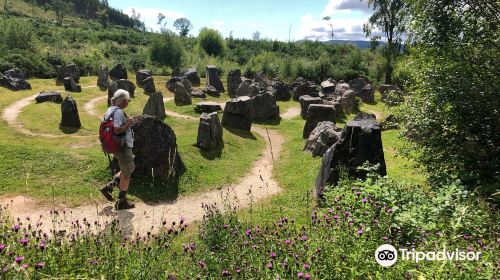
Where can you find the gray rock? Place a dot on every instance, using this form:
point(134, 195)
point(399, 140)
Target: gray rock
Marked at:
point(280, 90)
point(247, 88)
point(119, 72)
point(305, 101)
point(13, 79)
point(49, 96)
point(192, 76)
point(198, 94)
point(141, 75)
point(155, 149)
point(315, 114)
point(69, 113)
point(322, 137)
point(265, 107)
point(210, 133)
point(155, 106)
point(213, 79)
point(233, 82)
point(207, 107)
point(301, 87)
point(328, 86)
point(360, 141)
point(70, 85)
point(238, 113)
point(212, 91)
point(69, 70)
point(103, 77)
point(120, 84)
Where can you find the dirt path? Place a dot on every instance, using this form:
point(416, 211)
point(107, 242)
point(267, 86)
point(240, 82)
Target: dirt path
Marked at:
point(257, 185)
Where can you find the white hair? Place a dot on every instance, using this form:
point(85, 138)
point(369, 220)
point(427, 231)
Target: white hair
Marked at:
point(119, 96)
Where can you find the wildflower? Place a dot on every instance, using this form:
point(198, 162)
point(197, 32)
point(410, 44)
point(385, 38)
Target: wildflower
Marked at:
point(19, 259)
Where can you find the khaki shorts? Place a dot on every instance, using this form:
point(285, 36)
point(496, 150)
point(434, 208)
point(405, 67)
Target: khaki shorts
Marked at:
point(125, 159)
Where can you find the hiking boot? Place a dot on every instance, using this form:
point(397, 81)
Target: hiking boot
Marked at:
point(123, 204)
point(106, 192)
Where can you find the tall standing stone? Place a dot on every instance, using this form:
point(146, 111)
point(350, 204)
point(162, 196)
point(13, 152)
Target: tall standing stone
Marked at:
point(233, 82)
point(315, 114)
point(360, 141)
point(213, 79)
point(209, 132)
point(103, 77)
point(69, 112)
point(155, 106)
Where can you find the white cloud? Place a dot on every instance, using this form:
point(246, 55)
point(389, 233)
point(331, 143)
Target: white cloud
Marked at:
point(150, 16)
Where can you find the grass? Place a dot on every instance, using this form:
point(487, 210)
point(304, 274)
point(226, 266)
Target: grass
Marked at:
point(69, 170)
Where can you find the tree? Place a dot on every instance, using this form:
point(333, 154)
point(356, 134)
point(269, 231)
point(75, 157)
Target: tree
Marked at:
point(390, 17)
point(183, 25)
point(452, 118)
point(62, 8)
point(211, 41)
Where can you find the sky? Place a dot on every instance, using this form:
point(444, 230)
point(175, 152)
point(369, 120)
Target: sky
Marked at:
point(273, 19)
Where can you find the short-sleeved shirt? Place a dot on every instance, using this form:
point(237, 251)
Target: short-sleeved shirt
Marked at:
point(119, 119)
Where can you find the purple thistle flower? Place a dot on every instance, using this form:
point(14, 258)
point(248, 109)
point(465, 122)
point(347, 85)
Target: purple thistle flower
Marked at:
point(39, 265)
point(19, 259)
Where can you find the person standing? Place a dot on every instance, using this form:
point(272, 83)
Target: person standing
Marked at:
point(122, 127)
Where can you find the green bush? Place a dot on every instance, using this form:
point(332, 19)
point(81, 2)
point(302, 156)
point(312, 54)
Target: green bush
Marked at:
point(167, 50)
point(211, 41)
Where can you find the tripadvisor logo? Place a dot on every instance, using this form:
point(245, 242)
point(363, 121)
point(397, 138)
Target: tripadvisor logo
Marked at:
========================================
> [WHAT YOU NEED TO DO]
Could you print the whole listing again, exactly, leaving the pictures out?

> [EXPECTED ANSWER]
Where can you find the gray rock? Place a dot on every instance, using this form:
point(134, 195)
point(399, 140)
Target: gray rock
Marked at:
point(280, 90)
point(247, 88)
point(119, 72)
point(305, 101)
point(13, 79)
point(49, 96)
point(192, 76)
point(198, 94)
point(141, 75)
point(155, 149)
point(315, 114)
point(69, 113)
point(322, 137)
point(265, 107)
point(210, 133)
point(155, 106)
point(213, 79)
point(233, 82)
point(207, 107)
point(301, 87)
point(328, 86)
point(360, 141)
point(70, 85)
point(238, 113)
point(212, 91)
point(69, 70)
point(103, 77)
point(120, 84)
Where can you find the dirt path? Place a dot on every instance, using this form:
point(416, 211)
point(107, 242)
point(267, 86)
point(240, 82)
Target: dirt path
Marked at:
point(257, 185)
Where can you find the white hair? Place a dot on every instance, using this form:
point(85, 138)
point(369, 220)
point(427, 231)
Target: white hair
Marked at:
point(119, 96)
Where can you find the wildflower? Place a dot on every instance, using this form:
point(198, 162)
point(197, 32)
point(410, 44)
point(385, 38)
Target: wildflower
Marked at:
point(19, 259)
Where can you find the khaki shorts? Place a dot on every instance, using this form:
point(285, 36)
point(496, 150)
point(434, 208)
point(405, 67)
Target: khaki shorts
Marked at:
point(125, 159)
Where can you find the hiking boot? Place a dot on every instance, using this form:
point(397, 81)
Target: hiking boot
Marked at:
point(123, 204)
point(106, 192)
Where can you find the tall standing stone? Place a dot on every instance, using this form:
point(146, 111)
point(350, 204)
point(162, 196)
point(13, 152)
Target: tall standing stone
Marked at:
point(233, 82)
point(315, 114)
point(360, 141)
point(213, 79)
point(209, 132)
point(103, 77)
point(69, 112)
point(155, 106)
Where can you find the white cloud? Place a dot on every instance, using this form:
point(246, 55)
point(389, 233)
point(331, 143)
Target: white cloud
Marked at:
point(150, 16)
Where can you find the grass? Place a dot on every instance, using this form:
point(487, 210)
point(304, 274)
point(226, 266)
Target: grass
Marked at:
point(69, 170)
Where can you find the tree? Place a dot on every instance, using this form:
point(333, 154)
point(356, 134)
point(269, 231)
point(75, 157)
Target: tree
Marked at:
point(390, 17)
point(183, 25)
point(452, 118)
point(62, 8)
point(211, 41)
Where can you find the sky? Place a dot on every instance, using this form:
point(444, 230)
point(175, 152)
point(369, 120)
Target: sky
Marked at:
point(273, 19)
Where can you find the short-sleeved shirt? Place a dot on every instance, using this form:
point(237, 251)
Target: short-sleeved shirt
Marked at:
point(119, 119)
Where can you find the purple thistle flower? Place a dot on every instance, using this form:
point(14, 258)
point(248, 109)
point(465, 122)
point(347, 85)
Target: purple thistle flower
Marked at:
point(39, 265)
point(19, 259)
Where can you find the person standing? Place a dot on every instance, using this form:
point(272, 83)
Target: person standing
Marked at:
point(122, 127)
Where can you find the green bush? Place a dot on every instance, using this form:
point(332, 19)
point(81, 2)
point(302, 156)
point(312, 54)
Target: green bush
Marked at:
point(167, 50)
point(211, 41)
Where can you find the tripadvisor logo? Place a dot on every instance, using this form:
point(245, 242)
point(363, 121)
point(397, 138)
Target: tripadvisor logo
Marked at:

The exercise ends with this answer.